Selected extract
Since 1984, the California Highway Patrol has used sobriety checkpoints, but officials say that they are more useful for deterring drunk driving than actually catching impaired motorists. Last year, only 591 of nearly 52,000 vehicles stopped at checkpoints--about 1% of the total--resulted in arrests for drunk driving, said Steve Kohler, a patrol spokesman in Sacramento.

Still, the state courts were split on whether it was constitutional for the police to stop hundreds of sober motorists in hopes of finding an occasional drunk driver. Courts in 19 states, including California, had upheld the practice. But courts in 12 other states, including Michigan, had ruled that the checkpoints violated the Fourth Amendment’s ban on “unreasonable searches and seizures.”

The Michigan courts concluded that the checkpoints were unreasonable because they rarely resulted in drunk-driving arrests.

Given problem 1
Collect every line of the entries that contains the string "grass".
The passage above and the entries that follow are unrelated material.

Source records
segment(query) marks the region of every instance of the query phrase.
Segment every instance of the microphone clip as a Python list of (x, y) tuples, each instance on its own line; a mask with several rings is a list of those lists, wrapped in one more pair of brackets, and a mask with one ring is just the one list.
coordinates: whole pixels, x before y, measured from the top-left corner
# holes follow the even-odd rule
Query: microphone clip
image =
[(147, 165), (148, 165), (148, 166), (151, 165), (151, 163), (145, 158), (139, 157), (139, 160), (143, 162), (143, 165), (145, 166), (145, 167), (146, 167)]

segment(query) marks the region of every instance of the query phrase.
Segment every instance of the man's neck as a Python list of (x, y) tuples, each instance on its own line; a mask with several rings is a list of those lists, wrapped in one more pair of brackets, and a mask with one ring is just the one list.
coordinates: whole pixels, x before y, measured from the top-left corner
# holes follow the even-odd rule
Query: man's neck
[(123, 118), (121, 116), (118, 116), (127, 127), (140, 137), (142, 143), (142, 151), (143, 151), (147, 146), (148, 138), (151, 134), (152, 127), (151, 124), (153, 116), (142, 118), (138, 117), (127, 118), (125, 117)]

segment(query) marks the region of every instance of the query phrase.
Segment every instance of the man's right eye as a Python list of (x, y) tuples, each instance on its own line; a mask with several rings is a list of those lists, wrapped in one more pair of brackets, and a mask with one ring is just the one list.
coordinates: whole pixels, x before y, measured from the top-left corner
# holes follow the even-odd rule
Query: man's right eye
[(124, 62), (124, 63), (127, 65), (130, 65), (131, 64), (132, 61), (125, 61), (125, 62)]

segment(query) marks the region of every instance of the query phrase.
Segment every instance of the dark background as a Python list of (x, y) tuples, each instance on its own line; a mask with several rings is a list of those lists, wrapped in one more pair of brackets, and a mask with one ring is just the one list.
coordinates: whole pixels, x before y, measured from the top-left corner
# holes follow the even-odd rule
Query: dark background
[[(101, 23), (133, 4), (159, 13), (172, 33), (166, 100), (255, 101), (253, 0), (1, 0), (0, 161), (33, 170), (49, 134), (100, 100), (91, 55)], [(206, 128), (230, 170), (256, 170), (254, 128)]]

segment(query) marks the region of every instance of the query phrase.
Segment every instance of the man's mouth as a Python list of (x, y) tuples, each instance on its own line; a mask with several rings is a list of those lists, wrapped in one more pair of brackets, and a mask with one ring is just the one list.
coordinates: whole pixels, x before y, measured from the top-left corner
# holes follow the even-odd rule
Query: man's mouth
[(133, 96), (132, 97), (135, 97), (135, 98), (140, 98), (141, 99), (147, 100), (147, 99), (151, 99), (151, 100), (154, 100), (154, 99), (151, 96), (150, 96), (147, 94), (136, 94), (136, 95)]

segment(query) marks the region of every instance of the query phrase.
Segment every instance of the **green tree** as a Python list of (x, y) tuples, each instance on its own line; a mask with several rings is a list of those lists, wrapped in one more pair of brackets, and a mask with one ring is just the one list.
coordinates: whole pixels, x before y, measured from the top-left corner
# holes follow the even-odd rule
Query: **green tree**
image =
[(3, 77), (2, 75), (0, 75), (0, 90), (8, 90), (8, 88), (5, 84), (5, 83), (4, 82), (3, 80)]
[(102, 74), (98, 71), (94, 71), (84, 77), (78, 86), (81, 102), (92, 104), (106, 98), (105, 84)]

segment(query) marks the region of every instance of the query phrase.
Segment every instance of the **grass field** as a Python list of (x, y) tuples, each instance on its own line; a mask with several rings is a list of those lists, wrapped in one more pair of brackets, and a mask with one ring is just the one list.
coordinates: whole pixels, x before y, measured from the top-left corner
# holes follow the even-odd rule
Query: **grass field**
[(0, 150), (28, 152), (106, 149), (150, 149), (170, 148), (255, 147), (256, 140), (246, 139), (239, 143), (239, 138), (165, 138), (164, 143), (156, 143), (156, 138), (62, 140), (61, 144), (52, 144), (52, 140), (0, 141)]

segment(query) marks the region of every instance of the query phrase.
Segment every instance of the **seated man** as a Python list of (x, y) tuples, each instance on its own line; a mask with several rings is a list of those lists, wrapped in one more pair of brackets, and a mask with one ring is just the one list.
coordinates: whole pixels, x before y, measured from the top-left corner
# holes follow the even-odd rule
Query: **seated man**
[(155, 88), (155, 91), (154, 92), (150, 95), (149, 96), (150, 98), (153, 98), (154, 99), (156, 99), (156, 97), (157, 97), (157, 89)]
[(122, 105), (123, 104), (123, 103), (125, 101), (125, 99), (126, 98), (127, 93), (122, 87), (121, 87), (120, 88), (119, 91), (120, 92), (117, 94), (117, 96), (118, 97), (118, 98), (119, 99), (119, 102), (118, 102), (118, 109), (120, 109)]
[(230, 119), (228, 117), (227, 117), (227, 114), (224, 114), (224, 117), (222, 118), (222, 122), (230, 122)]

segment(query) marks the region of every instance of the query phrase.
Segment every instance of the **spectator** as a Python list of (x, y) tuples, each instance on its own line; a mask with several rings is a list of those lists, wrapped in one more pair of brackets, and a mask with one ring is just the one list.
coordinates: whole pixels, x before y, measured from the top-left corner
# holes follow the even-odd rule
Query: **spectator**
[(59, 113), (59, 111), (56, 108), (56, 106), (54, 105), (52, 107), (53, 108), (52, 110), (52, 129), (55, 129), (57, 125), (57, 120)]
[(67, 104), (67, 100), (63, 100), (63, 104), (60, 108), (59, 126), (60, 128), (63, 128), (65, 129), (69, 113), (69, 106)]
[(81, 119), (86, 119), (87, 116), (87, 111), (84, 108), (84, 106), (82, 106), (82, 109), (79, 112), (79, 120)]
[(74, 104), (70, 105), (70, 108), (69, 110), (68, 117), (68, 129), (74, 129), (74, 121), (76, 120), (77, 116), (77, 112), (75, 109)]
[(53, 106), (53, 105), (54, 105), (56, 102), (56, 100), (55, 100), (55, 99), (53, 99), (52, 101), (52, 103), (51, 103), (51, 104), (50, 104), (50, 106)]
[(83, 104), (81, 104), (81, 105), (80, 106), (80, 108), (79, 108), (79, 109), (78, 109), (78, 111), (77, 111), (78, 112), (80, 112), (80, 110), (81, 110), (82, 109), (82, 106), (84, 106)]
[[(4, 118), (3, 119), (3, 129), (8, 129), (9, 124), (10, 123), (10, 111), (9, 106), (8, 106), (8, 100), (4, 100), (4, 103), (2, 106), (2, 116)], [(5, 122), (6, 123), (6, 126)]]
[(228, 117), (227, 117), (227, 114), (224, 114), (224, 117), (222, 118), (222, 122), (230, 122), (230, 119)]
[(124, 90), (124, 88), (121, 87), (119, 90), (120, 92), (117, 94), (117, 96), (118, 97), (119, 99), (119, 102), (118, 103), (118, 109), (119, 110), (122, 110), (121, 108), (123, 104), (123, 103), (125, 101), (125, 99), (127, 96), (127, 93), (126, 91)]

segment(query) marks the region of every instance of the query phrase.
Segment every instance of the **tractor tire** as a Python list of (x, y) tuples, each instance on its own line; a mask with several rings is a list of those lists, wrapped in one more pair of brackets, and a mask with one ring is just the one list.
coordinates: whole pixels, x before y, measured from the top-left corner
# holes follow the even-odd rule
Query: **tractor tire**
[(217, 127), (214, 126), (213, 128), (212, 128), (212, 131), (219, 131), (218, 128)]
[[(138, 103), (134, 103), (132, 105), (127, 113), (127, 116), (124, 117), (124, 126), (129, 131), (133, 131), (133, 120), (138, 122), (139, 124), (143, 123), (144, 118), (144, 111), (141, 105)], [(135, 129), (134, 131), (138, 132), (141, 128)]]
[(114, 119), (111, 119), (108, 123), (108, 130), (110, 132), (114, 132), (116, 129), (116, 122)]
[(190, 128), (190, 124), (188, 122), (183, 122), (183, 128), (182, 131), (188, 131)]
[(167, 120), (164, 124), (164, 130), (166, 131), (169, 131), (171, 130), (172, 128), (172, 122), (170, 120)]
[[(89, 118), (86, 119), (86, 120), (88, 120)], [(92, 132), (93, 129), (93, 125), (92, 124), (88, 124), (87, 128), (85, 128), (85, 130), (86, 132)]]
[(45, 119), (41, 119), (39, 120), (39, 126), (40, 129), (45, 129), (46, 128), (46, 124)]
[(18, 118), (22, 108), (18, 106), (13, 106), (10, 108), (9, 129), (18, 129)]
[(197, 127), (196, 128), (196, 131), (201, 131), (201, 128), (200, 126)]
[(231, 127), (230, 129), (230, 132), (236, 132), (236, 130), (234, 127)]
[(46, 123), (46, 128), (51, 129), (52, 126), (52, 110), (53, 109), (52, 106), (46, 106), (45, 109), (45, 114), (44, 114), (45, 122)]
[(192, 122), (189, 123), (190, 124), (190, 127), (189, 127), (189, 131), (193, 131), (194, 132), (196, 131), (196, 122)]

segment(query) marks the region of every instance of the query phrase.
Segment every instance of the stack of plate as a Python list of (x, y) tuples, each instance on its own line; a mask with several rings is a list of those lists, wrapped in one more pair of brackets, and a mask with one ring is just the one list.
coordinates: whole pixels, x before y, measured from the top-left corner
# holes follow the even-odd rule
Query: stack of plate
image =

Given problem 2
Reproduce the passage on sobriety checkpoints in full, word for word.

Exercise output 1
Segment every instance of the **grass field** as a Python list of (x, y) tuples, each instance on its own line; a mask with several rings is a list of those lists, wrapped in one more pair of brackets, and a mask with one ring is just the one list.
Query: **grass field**

Exercise output 2
Since 1984, the California Highway Patrol has used sobriety checkpoints, but officials say that they are more useful for deterring drunk driving than actually catching impaired motorists. Last year, only 591 of nearly 52,000 vehicles stopped at checkpoints--about 1% of the total--resulted in arrests for drunk driving, said Steve Kohler, a patrol spokesman in Sacramento.

Still, the state courts were split on whether it was constitutional for the police to stop hundreds of sober motorists in hopes of finding an occasional drunk driver. Courts in 19 states, including California, had upheld the practice. But courts in 12 other states, including Michigan, had ruled that the checkpoints violated the Fourth Amendment’s ban on “unreasonable searches and seizures.”

The Michigan courts concluded that the checkpoints were unreasonable because they rarely resulted in drunk-driving arrests.